::: Material to process :::

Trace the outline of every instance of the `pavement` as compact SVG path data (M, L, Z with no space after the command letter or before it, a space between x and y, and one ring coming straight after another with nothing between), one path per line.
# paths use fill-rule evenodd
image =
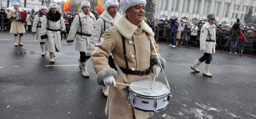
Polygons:
M79 53L62 40L55 65L41 55L38 41L24 34L14 46L13 34L0 32L0 119L107 119L107 98L97 83L91 61L89 79L78 68ZM149 119L256 119L256 58L213 55L210 72L195 73L191 65L203 53L197 49L159 44L167 63L170 104ZM156 80L165 82L161 73Z

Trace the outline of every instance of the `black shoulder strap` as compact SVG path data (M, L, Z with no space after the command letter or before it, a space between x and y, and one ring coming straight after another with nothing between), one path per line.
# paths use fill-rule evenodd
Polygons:
M126 65L126 71L128 72L129 71L129 65L128 65L128 61L127 61L127 58L126 57L126 49L125 48L125 37L122 36L122 40L123 41L123 47L124 48L124 56L125 57L125 64Z
M103 20L103 22L104 22L104 32L105 32L105 31L106 31L106 25L105 25L105 20Z
M81 33L82 33L82 24L81 23L81 19L80 19L80 15L78 15L78 19L79 19L79 22L80 22L80 29L81 30Z

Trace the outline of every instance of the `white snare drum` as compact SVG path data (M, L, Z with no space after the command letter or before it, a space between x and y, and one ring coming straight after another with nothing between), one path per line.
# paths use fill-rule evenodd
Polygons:
M153 80L141 79L130 85L147 88L146 90L130 87L128 94L129 103L133 108L144 112L158 112L164 109L169 104L170 94L167 86L156 81L151 89Z

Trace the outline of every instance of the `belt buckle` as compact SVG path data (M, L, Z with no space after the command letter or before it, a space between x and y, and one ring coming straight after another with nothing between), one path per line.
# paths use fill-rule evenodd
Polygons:
M143 72L144 73L142 73L143 74L141 74L141 73ZM146 71L145 71L145 70L141 70L140 71L140 76L142 76L143 75L145 75L145 72L146 72Z

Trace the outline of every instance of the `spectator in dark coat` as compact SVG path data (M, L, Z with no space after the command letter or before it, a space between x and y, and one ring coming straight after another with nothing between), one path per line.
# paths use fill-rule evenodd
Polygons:
M178 27L180 24L178 22L178 19L175 18L174 20L172 20L170 23L170 27L171 28L171 39L173 47L176 47L176 41L177 40L177 32L178 31ZM171 46L172 45L171 44Z

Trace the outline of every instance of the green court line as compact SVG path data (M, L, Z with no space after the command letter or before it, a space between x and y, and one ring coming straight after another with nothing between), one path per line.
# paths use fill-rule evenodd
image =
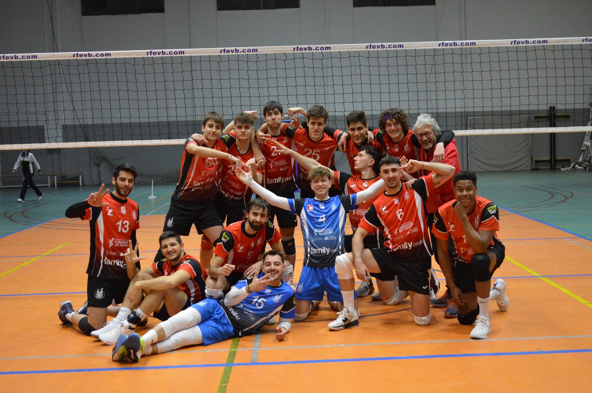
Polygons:
M236 350L239 347L239 337L235 337L230 343L230 349L229 350L228 357L226 358L226 364L231 365L234 362L234 357L236 356ZM222 378L220 378L220 385L218 385L217 393L226 393L226 388L228 387L228 381L230 379L230 373L232 372L232 366L226 366L222 372Z
M538 277L538 278L540 278L543 281L545 281L545 282L546 282L548 284L551 284L551 285L552 285L553 286L555 286L556 288L557 288L558 289L559 289L561 292L569 295L571 297L572 297L574 299L575 299L576 300L577 300L580 303L582 303L583 304L585 304L585 305L588 306L590 308L592 308L592 303L590 303L589 301L588 301L585 299L578 296L577 295L576 295L574 292L571 292L571 291L570 291L567 288L564 288L563 286L561 286L561 285L559 285L556 282L555 282L554 281L552 281L549 280L546 277L543 277L543 276L541 276L540 274L539 274L538 273L537 273L535 270L532 270L532 269L530 269L529 268L527 268L526 266L524 266L523 265L522 265L520 262L517 262L517 261L512 259L511 258L510 258L510 257L509 257L507 255L506 256L506 259L507 259L508 260L509 260L510 262L511 262L514 265L515 265L517 266L518 266L519 268L520 268L521 269L523 269L524 270L526 270L527 272L528 272L529 273L530 273L530 274L532 274L533 276L535 276L535 277Z

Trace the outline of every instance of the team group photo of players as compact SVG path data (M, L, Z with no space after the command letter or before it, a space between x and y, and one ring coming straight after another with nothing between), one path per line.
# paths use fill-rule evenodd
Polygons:
M345 131L320 105L244 109L229 124L210 112L188 136L155 255L141 253L136 237L133 162L67 208L89 222L90 256L87 301L59 305L65 327L113 346L122 362L263 325L281 341L324 300L337 313L326 328L363 329L366 297L385 307L409 298L408 318L427 327L417 328L430 328L441 308L471 339L495 331L490 302L509 307L506 283L491 280L505 257L498 209L462 170L453 133L429 114L411 125L400 108L383 110L374 130L363 111L351 112ZM349 172L335 169L337 149ZM189 255L184 239L198 235L199 255ZM143 259L151 264L141 268Z

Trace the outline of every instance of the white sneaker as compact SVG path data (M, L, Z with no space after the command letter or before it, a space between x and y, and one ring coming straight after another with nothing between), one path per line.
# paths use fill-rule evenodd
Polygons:
M508 308L510 307L510 299L508 299L508 295L506 294L506 282L501 278L497 279L496 280L495 284L493 284L491 291L493 291L494 289L500 291L499 297L496 299L497 308L500 309L500 311L508 311Z
M489 317L477 315L477 319L473 323L475 327L471 331L471 339L487 339L487 334L491 332L489 328Z
M337 315L336 320L327 325L327 327L331 330L343 330L360 324L360 321L358 320L359 314L355 310L350 311L347 307L343 307Z
M91 332L91 336L95 337L95 339L98 339L99 336L103 333L106 333L111 329L115 328L115 326L118 325L121 322L121 320L118 318L117 317L112 319L108 322L105 322L103 327L100 329L97 329Z
M119 325L115 327L109 331L104 333L99 336L99 340L105 344L109 345L115 345L117 342L117 339L121 334L129 335L134 333L134 329L130 328L130 324L127 323L127 320L120 322Z

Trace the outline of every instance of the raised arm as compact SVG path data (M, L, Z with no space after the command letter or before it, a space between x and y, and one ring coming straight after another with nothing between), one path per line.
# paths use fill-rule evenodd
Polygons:
M250 187L251 189L253 190L253 192L258 195L265 199L274 206L276 206L281 209L284 209L284 210L291 210L290 205L288 202L288 199L287 198L278 196L271 191L263 188L263 186L259 185L256 182L253 180L253 176L251 172L252 169L250 167L249 168L248 173L243 170L242 168L238 166L234 170L236 173L237 177L240 180L240 181Z

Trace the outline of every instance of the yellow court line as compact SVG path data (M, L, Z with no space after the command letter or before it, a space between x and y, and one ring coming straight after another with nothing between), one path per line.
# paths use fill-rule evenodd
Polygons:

:::

**Work to do**
Turn all the items above into a numbered list with one line per number. Drop the blank lines and leave out the pictures.

**Full answer**
1. Trace the outline of every instance of the `pavement` as compact SVG path data (M, L, Z with no space after the command letter or before it, a space between x and y, and one ring coming straight after another with nothing between), one path per line.
2. # paths use fill-rule evenodd
3. image =
4. Polygons:
5. M79 53L62 40L55 65L41 55L38 41L24 34L14 46L13 34L0 32L0 119L107 119L107 98L97 83L91 61L89 79L78 68ZM149 119L256 119L256 58L213 55L210 72L195 73L191 65L203 53L197 49L159 44L167 63L170 104ZM156 80L165 82L161 73Z
6. Trace the outline of every instance of the `black shoulder strap` as compact SVG path data (M, L, Z with no space after the command letter or before it, a space between x and y, and one ring coming straight after another with nothing between), one path per line.
7. # paths use fill-rule evenodd
8. Polygons:
9. M126 65L126 71L128 72L129 71L129 65L128 65L128 61L127 61L127 58L126 57L126 49L125 48L125 37L122 36L122 40L123 41L123 47L124 48L124 56L125 57L125 64Z
10. M103 20L103 22L104 22L104 32L105 32L105 31L106 31L106 25L105 25L105 20Z
11. M81 33L82 33L82 24L81 23L81 19L80 19L80 15L78 15L78 19L79 19L79 22L80 22L80 29L81 30Z
12. Trace the outline of every instance of the `white snare drum` as compact SVG path data (M, L, Z with no space after the command letter or before it, a space between x and y, and one ring coming straight after another with nothing between), one path per line.
13. # paths use fill-rule evenodd
14. Polygons:
15. M153 80L141 79L130 85L147 88L146 90L130 87L128 94L129 103L133 108L144 112L158 112L164 109L169 104L170 94L167 86L156 81L151 89Z
16. Trace the outline of every instance of the `belt buckle` as compact SVG path data (M, L, Z with no space after the command letter or before it, a space between x and y, and one ring coming straight after another with nothing between), one path per line.
17. # paths use fill-rule evenodd
18. Polygons:
19. M143 72L144 73L142 73L143 74L141 74L141 73ZM146 71L145 71L145 70L141 70L140 71L140 76L142 76L143 75L145 75L145 72L146 72Z
20. Trace the outline of every instance of the `spectator in dark coat` as compact SVG path data (M, L, Z with no space after the command letter or before it, a space between x and y, and one ring coming straight after another with nothing between), one path per line.
21. # paths use fill-rule evenodd
22. Polygons:
23. M178 27L180 24L178 22L178 19L175 18L174 20L172 20L170 23L170 27L171 28L171 39L173 47L176 47L176 41L177 40L177 32L178 31ZM171 46L172 45L171 44Z
24. Trace the outline of every instance of the green court line as compact SVG path data (M, L, Z with no space after the command letter or before it, a space between x and y, and one ring coming straight after another with nothing between), one path per line.
25. # paths use fill-rule evenodd
26. image =
27. Polygons:
28. M236 350L239 347L239 337L235 337L230 343L230 349L229 350L228 357L226 358L226 364L231 365L234 362L234 357L236 356ZM222 378L220 378L220 385L218 385L217 393L226 393L226 388L228 387L228 381L230 379L230 373L232 372L232 366L226 366L222 372Z
29. M538 277L538 278L540 278L543 281L545 281L545 282L546 282L548 284L551 284L551 285L552 285L553 286L555 286L556 288L557 288L558 289L559 289L561 292L569 295L571 297L572 297L574 299L575 299L576 300L577 300L580 303L582 303L583 304L585 304L585 305L588 306L590 308L592 308L592 303L590 303L589 301L588 301L585 299L578 296L577 295L576 295L574 292L571 292L571 291L570 291L567 288L564 288L563 286L561 286L561 285L559 285L556 282L555 282L554 281L552 281L549 280L546 277L543 277L543 276L541 276L540 274L539 274L538 273L537 273L535 270L532 270L532 269L530 269L529 268L527 268L526 266L524 266L523 265L522 265L520 262L517 262L517 261L512 259L511 258L510 258L510 257L509 257L507 255L506 256L506 259L507 259L508 260L509 260L510 262L511 262L514 265L515 265L517 266L518 266L519 268L520 268L521 269L523 269L524 270L526 270L527 272L528 272L529 273L530 273L530 274L532 274L533 276L535 276L535 277Z
30. Trace the outline of every instance of the team group photo of players as compact SVG path data (M, L, Z with no space after the command letter or before it, a space between x and y, and one ring coming straight after another with nothing between), one path per line.
31. # paths use fill-rule evenodd
32. Polygons:
33. M345 131L320 105L244 109L229 124L210 112L188 136L155 255L141 253L136 237L133 162L67 208L89 222L90 256L87 301L59 305L65 327L113 346L122 362L263 325L281 341L324 300L337 313L326 328L363 329L366 297L385 307L409 298L408 318L427 327L417 328L430 328L441 308L471 339L495 331L490 302L509 307L506 283L491 280L505 257L498 209L462 170L453 133L429 114L411 125L400 108L383 110L374 130L363 111L351 112ZM349 172L335 169L337 149ZM189 255L184 239L198 235L199 255ZM143 259L151 264L141 268Z
34. Trace the outline of every instance of the white sneaker as compact SVG path data (M, L, Z with no space after the command letter or before it, a space between x and y, and one ring coming straight after another with nothing between), one path per line.
35. # paths use fill-rule evenodd
36. Polygons:
37. M508 308L510 307L510 299L508 299L508 295L506 294L506 282L501 278L497 279L496 280L495 284L493 284L491 291L493 291L494 289L500 291L499 297L496 299L497 308L500 309L500 311L508 311Z
38. M489 317L477 315L477 319L473 323L475 327L471 331L471 339L487 339L487 334L491 332L489 328Z
39. M337 315L336 320L327 325L327 327L331 330L343 330L360 324L360 321L358 320L359 314L355 310L350 311L347 307L343 307Z
40. M91 332L91 336L95 337L95 339L98 339L99 336L103 333L106 333L111 329L115 328L115 326L118 325L121 322L121 320L118 318L117 317L112 319L108 322L105 322L103 327L100 329L97 329Z
41. M119 325L115 327L109 331L104 333L99 336L99 340L105 344L109 345L115 345L117 342L117 339L121 334L129 335L134 333L134 329L130 328L130 324L127 323L127 320L120 322Z
42. Trace the outline of every instance of the raised arm as compact SVG path data (M, L, Z with no space after the command letter or before it, a space between x and y, and one ring coming straight after another with nothing between), one path per line.
43. # paths use fill-rule evenodd
44. Polygons:
45. M250 187L251 189L253 190L253 192L258 195L265 199L274 206L276 206L281 209L284 209L284 210L291 210L290 205L288 202L288 199L287 198L278 196L271 191L263 188L263 186L259 185L256 182L253 180L253 176L251 172L252 169L250 167L249 168L248 173L243 170L242 168L238 166L234 170L236 173L237 177L240 180L240 181Z
46. Trace the outline of every instance of the yellow court line as compact SVG path data (M, L, Z with no space after the command letter or before it, a space between x and y, and one ring coming straight after another with nothing between), one path per line.
47. # paths use fill-rule evenodd
48. Polygons:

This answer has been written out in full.